▶ [Task statement]: Reproduce a passage of the interview word for word, beginning at "(music: The Electrifying Mojo" and stopping after "you a member?".

▶ [Article]:
-*-

Yeah I mean it was every night, right?

Kevin Saunderson


I can’t remember that part but... I can’t remember, was it every night? Was it every night, Mike? [asks Mike Banks in the audience] John? OK. Yeah, it was every night. So, wow. Just some great music and some great times.

Christine Kakaire


I’d actually love to play just a little rip that I found of Electrifying Mojo’s very cinematic, very over the top radio intro. I think just to give people a sense of the world he was building and also the community that he was building with the Midnight Funk Association. So I’m just going to play around a minute or so of this intro.

Electrifying Mojo – Midnight Funk Association intro

(music: The Electrifying Mojo – “Midnight Funk Association intro”)

That’s just a fraction of that particular intro. Could we look at photo number eight on the screen actually? So this Midnight Funk Association was an actual card-carrying membership. Were you a member?

Kevin Saunderson


I was a member just because I was listening and I was just into it, that’s all that mattered to me. I don’t even know if I knew about the cards.

Christine Kakaire


I found this one deep in the internet. But I think something that I love about this Midnight Funk Association community is that idea of people signaling to each other, like switching on the porch lights or even honking their horns at midnight...

Kevin Saunderson


Honking horns, flashing lights, definitely.

Christine Kakaire


... And creating this sense of community and people being connected through the music. Mojo, was he somebody that you talk about at school? You talk about the tracks that you heard, etc?

Kevin Saunderson


Yeah, definitely. We’d definitely talk about the tracks, especially if you heard a new album of a new Parliament-Funkadelic that you hadn’t heard. Just amazing. And you heard music that was completely different, like I said, B-52s and all that kind of stuff. It was just so way out from what standard radio was playing and you didn’t want to hear any other radio besides something like Mojo.

Christine Kakaire


Did you ever meet him in person?

Kevin Saunderson


Definitely, of course I met Mojo. As time went on, Mojo did his segments just featuring Inner City and I was like, “Wow, this is like... This can’t be real.” So definitely, yup.

Christine Kakaire


Before we get to Inner City, I want to try doing something and creating something of an audio family tree. Because around ’86, ’87 I believe, is when you started observing and watching and eventually joining in. Making music with Juan and Derrick but also other characters like James Pennington, Santonio Echols, etc etc. And I think it's really interesting to hear various kinds of hallmarks and sound signatures already starting to emerge at that point. So what we’re going to do is just listen to quite short, 30 to 45 second grabs of particular tracks. The first three are Juan and Derrick, I’ll let you know what those are. And then the second lot of three are tracks that you, Kevin, were involved in, and I feel like you can already hear the eventual traces of Inner City starting to kind of assemble.

OK, so the first track we’re going to listen to is Juan’s very famous debut, under the name of Cybotron.

Cybotron – “Clear”

(music: Cybotron – "Clear")

-*-

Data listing

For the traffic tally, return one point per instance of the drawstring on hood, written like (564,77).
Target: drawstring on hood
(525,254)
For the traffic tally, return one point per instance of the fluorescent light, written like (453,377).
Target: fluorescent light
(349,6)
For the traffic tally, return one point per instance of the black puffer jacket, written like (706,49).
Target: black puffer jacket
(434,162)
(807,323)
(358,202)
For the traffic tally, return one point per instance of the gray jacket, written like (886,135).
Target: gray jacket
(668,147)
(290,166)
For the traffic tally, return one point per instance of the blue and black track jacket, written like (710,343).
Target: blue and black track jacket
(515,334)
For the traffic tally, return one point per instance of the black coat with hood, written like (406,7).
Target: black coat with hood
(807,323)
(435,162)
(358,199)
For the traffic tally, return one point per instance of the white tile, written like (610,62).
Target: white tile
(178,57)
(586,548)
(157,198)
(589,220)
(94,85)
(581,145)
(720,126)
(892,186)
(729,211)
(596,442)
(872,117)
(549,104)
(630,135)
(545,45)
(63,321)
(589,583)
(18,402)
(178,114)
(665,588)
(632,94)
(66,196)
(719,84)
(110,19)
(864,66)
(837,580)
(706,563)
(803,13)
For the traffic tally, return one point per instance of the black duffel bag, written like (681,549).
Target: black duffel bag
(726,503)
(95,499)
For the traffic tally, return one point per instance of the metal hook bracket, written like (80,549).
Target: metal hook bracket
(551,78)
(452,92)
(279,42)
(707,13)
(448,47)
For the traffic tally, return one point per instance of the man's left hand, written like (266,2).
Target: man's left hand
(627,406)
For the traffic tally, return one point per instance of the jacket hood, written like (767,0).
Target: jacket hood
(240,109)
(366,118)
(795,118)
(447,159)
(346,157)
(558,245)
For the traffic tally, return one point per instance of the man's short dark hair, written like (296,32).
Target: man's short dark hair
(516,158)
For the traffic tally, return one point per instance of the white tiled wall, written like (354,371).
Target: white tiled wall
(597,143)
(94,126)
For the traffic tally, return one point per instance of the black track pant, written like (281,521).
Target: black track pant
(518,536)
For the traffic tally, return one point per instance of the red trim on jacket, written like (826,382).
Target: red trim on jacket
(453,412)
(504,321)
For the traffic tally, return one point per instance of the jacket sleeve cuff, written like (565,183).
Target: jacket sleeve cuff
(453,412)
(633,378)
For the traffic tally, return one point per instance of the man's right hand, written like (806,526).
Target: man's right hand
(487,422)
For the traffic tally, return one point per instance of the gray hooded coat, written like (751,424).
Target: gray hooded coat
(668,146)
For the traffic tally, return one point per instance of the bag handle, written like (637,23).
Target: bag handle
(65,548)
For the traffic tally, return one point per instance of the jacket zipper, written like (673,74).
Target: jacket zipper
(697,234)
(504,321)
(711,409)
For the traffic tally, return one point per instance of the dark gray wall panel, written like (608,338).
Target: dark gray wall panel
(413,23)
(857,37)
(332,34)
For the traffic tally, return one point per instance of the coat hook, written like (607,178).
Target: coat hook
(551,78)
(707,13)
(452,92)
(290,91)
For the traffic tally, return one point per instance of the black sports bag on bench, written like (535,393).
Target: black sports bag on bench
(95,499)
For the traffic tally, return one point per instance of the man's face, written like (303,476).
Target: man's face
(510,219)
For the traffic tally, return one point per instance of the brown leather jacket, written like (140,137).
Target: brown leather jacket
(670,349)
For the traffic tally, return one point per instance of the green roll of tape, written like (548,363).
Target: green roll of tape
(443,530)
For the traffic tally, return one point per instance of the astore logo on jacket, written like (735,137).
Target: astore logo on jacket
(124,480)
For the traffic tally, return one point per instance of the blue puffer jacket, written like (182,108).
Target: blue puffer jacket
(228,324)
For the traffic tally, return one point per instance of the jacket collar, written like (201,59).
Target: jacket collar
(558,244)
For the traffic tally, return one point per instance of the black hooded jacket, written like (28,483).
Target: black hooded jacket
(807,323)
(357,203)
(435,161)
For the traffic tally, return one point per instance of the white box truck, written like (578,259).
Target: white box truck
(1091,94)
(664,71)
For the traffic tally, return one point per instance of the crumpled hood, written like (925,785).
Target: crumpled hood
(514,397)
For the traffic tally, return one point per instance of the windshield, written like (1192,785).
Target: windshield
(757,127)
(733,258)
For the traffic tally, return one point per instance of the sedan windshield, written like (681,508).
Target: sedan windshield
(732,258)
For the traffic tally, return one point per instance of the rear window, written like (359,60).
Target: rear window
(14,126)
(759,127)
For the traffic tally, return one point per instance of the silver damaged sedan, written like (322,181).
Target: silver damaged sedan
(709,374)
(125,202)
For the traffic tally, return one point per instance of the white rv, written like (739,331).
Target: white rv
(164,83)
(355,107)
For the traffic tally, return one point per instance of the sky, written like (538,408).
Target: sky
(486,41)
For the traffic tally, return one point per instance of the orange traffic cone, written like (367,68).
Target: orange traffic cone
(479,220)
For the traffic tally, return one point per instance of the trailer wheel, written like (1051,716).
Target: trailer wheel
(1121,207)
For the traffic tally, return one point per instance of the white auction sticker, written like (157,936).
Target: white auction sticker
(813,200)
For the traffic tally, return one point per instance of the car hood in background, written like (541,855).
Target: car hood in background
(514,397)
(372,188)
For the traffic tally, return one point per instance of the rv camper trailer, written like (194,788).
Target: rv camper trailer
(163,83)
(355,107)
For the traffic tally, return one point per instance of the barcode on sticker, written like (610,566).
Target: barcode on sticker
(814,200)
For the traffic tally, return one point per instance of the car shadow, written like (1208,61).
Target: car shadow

-*-

▶ [Exercise response]:
(music: The Electrifying Mojo – “Midnight Funk Association intro”)

That’s just a fraction of that particular intro. Could we look at photo number eight on the screen actually? So this Midnight Funk Association was an actual card-carrying membership. Were you a member?